• **Objective**:
Replace "ornate building" with "decorated building" in the part of the data that opens with the line containing "Could I trouble you to find the yellow curb" and closes with the line containing "[151,0,205,39]", changing nothing else. Give back only those lines.

• **Provided information**:
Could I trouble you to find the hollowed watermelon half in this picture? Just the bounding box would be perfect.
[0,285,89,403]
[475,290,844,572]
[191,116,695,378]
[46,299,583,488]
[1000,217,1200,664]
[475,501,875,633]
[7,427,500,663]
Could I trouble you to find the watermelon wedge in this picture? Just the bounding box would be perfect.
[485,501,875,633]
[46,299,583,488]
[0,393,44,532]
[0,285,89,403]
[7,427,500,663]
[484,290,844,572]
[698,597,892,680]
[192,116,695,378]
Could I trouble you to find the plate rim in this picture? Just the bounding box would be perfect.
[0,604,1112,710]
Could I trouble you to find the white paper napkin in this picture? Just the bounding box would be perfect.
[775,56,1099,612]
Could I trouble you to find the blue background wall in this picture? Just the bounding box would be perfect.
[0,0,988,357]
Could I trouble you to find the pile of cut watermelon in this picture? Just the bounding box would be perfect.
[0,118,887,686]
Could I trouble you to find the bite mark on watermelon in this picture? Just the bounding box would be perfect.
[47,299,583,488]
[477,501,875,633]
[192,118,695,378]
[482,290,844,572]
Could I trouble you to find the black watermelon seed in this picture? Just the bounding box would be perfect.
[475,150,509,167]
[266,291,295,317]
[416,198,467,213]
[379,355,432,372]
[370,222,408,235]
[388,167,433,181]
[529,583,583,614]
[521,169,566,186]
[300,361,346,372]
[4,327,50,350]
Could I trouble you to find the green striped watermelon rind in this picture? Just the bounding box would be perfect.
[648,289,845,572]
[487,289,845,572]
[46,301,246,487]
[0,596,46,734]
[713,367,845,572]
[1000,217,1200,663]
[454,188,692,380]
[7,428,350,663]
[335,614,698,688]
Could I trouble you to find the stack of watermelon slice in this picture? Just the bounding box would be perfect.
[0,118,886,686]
---
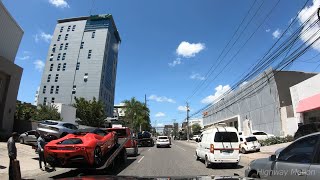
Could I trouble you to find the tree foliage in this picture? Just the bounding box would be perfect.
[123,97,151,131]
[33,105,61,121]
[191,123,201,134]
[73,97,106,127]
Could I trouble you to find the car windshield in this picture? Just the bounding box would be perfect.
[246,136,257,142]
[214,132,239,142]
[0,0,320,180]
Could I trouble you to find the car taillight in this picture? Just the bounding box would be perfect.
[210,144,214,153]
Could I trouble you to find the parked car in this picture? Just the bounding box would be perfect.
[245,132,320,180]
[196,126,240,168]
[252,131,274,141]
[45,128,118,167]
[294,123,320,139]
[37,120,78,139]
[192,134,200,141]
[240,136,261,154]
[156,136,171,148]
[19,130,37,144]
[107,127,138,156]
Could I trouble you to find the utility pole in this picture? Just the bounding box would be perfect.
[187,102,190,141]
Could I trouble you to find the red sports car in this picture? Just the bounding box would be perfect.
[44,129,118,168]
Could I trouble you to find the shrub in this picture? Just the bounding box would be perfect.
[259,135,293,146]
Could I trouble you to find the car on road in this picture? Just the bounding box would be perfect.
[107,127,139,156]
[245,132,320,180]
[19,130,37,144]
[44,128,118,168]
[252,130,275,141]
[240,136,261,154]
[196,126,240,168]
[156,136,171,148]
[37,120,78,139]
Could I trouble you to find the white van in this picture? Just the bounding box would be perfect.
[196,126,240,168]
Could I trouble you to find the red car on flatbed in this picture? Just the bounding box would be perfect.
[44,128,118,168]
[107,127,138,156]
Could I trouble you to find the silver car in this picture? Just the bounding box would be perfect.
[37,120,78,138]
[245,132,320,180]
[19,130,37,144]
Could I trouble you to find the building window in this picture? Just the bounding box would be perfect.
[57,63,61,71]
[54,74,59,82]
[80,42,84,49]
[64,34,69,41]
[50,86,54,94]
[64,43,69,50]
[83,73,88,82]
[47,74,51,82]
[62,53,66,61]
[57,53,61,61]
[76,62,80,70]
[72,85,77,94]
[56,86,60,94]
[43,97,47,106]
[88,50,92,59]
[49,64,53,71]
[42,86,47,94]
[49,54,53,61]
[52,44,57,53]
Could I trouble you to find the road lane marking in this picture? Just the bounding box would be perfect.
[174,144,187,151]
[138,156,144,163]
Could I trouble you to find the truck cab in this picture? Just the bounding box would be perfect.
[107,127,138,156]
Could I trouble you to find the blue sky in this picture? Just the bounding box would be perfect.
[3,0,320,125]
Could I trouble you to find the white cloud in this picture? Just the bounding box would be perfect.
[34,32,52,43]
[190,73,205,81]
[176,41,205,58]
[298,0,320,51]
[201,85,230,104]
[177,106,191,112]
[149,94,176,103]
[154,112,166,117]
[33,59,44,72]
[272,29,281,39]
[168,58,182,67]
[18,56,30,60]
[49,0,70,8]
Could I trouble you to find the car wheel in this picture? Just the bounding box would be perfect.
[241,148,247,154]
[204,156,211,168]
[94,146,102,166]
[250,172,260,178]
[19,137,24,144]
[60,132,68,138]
* * *
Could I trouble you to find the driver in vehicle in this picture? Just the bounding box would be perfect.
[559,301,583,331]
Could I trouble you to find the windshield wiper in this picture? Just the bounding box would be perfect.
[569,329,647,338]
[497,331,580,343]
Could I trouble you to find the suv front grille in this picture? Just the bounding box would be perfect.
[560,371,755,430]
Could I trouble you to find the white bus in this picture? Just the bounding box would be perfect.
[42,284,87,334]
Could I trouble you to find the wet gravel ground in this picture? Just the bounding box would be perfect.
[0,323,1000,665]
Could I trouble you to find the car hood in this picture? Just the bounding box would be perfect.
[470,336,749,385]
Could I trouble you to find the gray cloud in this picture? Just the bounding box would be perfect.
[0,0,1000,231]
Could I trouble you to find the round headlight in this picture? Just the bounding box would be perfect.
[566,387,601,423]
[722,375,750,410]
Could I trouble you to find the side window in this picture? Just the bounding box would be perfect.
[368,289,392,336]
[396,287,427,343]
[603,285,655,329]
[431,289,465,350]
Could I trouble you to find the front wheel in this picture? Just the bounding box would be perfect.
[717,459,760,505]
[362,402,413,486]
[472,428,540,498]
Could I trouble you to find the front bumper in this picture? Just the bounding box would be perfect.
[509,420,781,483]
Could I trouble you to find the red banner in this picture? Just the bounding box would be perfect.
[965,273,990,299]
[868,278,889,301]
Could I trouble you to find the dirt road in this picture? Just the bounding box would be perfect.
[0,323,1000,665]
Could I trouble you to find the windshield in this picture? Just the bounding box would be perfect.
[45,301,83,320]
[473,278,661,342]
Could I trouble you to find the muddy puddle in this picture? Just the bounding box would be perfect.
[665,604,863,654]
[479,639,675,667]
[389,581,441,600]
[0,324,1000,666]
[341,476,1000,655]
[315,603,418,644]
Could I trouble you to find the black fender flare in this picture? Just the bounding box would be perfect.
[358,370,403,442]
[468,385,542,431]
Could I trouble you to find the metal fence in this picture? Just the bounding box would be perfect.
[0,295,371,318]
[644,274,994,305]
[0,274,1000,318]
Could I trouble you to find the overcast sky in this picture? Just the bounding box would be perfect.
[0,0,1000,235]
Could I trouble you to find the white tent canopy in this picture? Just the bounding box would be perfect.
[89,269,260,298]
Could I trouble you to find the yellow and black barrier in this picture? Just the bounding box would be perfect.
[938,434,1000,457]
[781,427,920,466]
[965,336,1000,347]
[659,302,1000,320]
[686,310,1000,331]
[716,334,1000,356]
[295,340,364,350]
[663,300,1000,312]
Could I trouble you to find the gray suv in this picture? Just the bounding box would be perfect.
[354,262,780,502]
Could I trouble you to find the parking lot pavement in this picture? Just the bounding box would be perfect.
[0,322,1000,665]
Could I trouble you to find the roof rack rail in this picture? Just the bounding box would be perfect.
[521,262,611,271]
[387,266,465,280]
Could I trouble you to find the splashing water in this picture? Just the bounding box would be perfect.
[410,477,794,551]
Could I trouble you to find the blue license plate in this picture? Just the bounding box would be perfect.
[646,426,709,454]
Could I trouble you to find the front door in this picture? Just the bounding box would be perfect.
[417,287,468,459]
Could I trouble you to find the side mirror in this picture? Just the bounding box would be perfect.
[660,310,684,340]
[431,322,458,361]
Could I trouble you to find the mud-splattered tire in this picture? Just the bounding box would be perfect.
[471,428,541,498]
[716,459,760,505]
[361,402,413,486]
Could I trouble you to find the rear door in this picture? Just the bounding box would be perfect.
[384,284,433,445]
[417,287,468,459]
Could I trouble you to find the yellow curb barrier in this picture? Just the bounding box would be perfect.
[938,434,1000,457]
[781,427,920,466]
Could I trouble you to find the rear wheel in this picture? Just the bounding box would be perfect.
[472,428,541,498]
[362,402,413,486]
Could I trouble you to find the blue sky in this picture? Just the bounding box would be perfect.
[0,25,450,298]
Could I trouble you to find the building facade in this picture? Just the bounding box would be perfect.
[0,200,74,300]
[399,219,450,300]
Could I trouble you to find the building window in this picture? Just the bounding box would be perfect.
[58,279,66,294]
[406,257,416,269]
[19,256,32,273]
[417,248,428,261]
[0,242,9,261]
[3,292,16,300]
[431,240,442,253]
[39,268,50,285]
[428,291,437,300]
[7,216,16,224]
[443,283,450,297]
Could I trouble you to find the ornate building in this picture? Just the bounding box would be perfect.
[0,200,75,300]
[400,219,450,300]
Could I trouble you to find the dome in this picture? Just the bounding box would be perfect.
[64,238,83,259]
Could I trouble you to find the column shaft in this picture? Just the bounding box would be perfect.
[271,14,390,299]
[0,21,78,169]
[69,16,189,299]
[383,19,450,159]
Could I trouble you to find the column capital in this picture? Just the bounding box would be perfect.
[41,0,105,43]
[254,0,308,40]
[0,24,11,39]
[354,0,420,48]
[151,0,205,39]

• **Correct response**:
Could I trouble you to find the yellow curb barrier in this picture? Just the bounding box would be perfect.
[938,434,1000,457]
[781,427,920,466]
Could I trouble you to find the rear wheel in this picture? Just the bounding box would be perfect.
[472,428,541,498]
[362,402,413,486]
Could I trouble you to find the blue sky in this picture? Just the bounding box would be perfect.
[0,25,450,298]
Could I trouble you to find the building facade in this picture? Just the bounding box would be perfect.
[0,200,74,300]
[399,219,450,300]
Could I trouble you to find the building window in this picture? Just the bounding box would be perfect.
[58,279,66,294]
[406,257,416,269]
[19,256,32,273]
[417,248,428,261]
[0,242,9,261]
[3,292,16,300]
[431,240,442,253]
[39,268,50,285]
[428,291,437,300]
[7,216,16,224]
[443,283,450,297]
Could I trouble you to find the decorated building in this picture? Just the bounding box would be perfect.
[0,200,75,300]
[400,219,450,300]
Could I trouble you to find the dome in this picture? Just the bounding box would be perfect.
[64,238,83,259]
Could I trouble you to find the column shaft in this picture? Just the bounding box would be perfect.
[271,14,390,299]
[0,21,78,169]
[69,16,189,299]
[383,19,450,159]
Could I trouble you to find the column capital in this picture? Just the bounding box would be perfect.
[41,0,105,43]
[254,0,308,40]
[0,24,11,39]
[354,0,420,48]
[151,0,205,39]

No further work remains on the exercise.